Data records
···
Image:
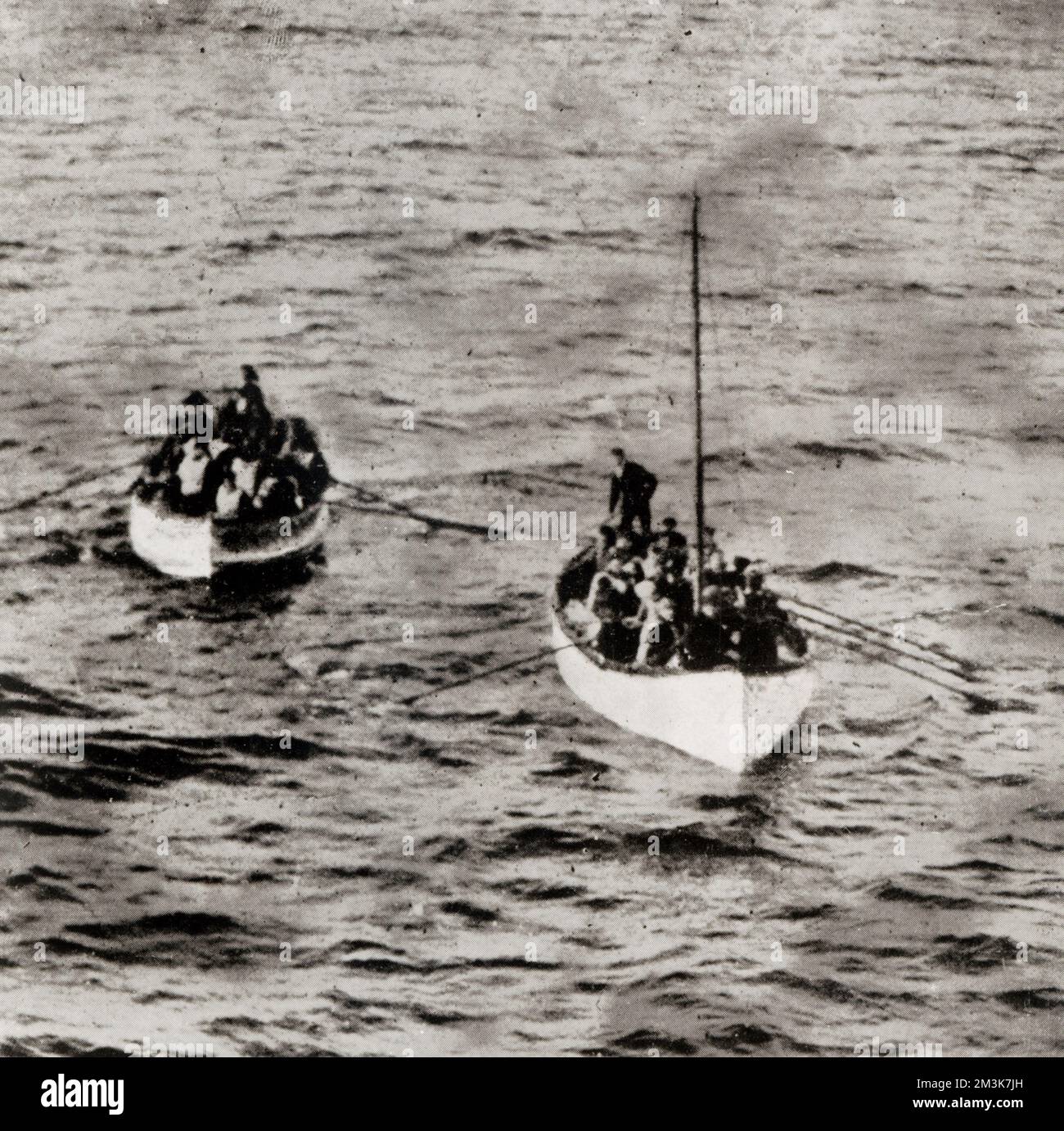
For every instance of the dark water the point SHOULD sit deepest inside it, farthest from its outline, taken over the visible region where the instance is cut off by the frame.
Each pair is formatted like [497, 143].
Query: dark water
[441, 885]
···
● Exercise brief:
Please retype every record above exactly, leaving out the pictures.

● Solution:
Image:
For every instance of the dark water the point SHOULD sit deepest inside it, farthest from its outline, taken over the visible region where the instance is cut off by the frame.
Each pair is formatted like [497, 143].
Query: dark water
[441, 885]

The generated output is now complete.